What the exercise asks:
Please go through the rows below and pull out every line that contains the word "patio", copying each such line in full. Case counts, so match the word only where its capitalization is the same.

Exercise inputs:
__________________________________________________
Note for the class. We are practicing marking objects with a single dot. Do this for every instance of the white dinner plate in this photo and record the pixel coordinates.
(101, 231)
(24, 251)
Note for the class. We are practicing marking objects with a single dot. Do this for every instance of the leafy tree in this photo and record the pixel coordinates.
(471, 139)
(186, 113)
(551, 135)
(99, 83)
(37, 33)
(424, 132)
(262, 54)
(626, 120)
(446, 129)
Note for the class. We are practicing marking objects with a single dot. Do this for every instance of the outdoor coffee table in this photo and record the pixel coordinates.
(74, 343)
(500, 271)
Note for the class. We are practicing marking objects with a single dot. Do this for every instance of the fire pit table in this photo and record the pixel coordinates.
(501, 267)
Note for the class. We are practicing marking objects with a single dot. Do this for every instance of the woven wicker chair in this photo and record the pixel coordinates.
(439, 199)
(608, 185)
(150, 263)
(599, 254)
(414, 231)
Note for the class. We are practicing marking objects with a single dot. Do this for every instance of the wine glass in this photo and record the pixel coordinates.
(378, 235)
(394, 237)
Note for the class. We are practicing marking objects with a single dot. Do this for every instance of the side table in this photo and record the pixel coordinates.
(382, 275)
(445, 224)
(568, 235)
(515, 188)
__________________________________________________
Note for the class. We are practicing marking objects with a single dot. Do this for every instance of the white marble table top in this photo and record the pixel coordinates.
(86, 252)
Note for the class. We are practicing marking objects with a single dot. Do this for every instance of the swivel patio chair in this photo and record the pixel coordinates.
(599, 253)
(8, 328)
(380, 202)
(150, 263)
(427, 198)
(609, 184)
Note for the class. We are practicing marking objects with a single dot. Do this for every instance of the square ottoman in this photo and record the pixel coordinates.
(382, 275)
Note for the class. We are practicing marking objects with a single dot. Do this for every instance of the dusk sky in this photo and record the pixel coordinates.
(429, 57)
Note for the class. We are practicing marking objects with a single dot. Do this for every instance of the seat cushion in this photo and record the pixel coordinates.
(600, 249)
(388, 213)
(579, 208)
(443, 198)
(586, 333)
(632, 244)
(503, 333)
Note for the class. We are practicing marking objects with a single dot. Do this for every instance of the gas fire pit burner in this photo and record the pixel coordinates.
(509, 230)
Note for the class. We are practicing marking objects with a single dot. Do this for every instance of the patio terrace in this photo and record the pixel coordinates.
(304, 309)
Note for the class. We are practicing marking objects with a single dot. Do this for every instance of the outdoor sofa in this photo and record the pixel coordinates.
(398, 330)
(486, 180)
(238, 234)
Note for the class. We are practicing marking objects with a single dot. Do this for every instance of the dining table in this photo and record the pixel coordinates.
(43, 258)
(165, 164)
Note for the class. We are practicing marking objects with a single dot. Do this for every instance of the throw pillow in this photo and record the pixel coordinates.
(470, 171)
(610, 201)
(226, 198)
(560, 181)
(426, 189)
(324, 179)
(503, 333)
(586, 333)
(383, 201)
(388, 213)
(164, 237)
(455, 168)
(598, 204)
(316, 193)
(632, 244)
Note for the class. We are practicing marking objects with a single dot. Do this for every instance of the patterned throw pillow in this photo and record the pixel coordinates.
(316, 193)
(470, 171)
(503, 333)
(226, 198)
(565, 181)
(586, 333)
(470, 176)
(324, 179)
__________________________________________________
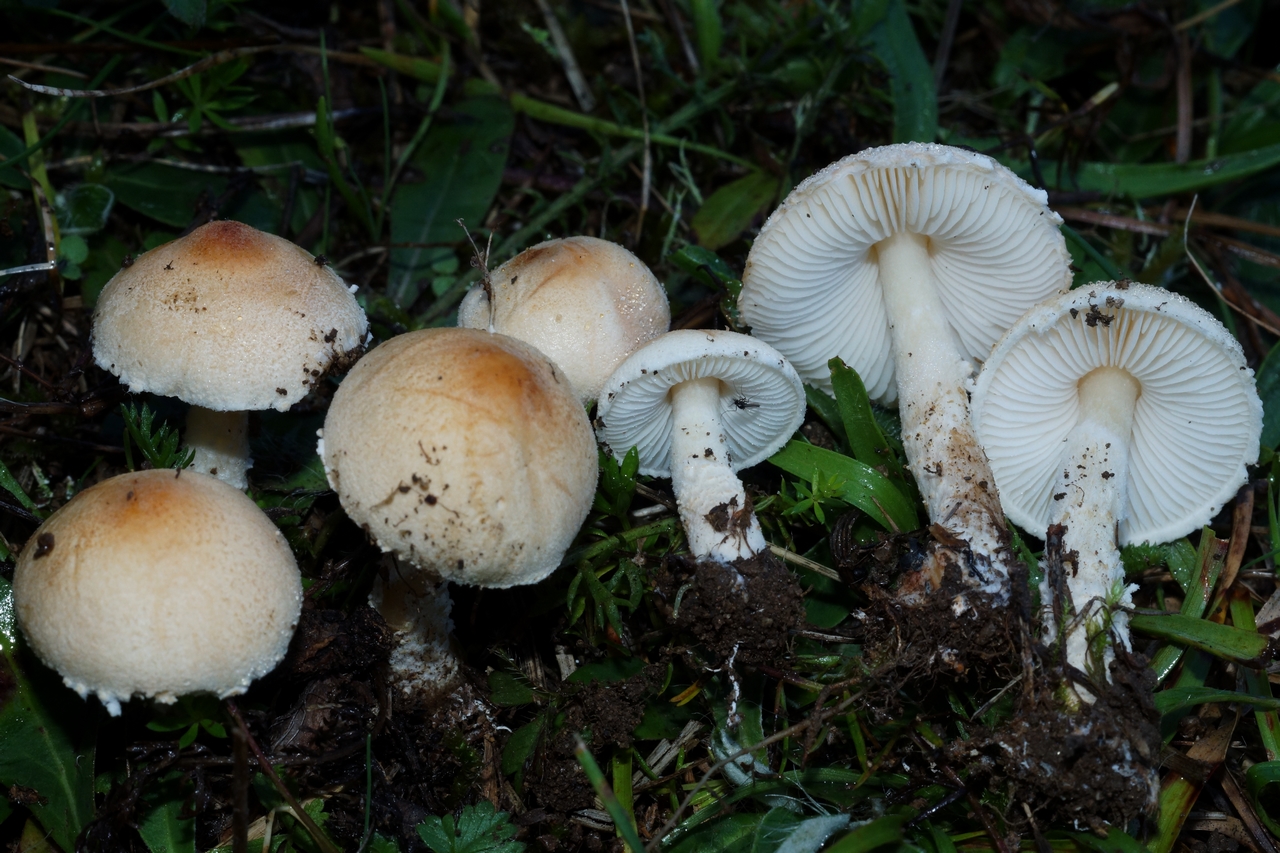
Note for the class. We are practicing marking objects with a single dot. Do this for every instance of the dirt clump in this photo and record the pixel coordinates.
__________________________________________________
Output for this task:
Note for the class. We are practicing marking objects with a single dot. Do this for every instance of the swivel patio chair in this photo and record the pixel coordinates.
Note for the class. We are practicing marking objects with a single dot. Do this for every instance of the patio terrace in this photo and record the pixel coordinates.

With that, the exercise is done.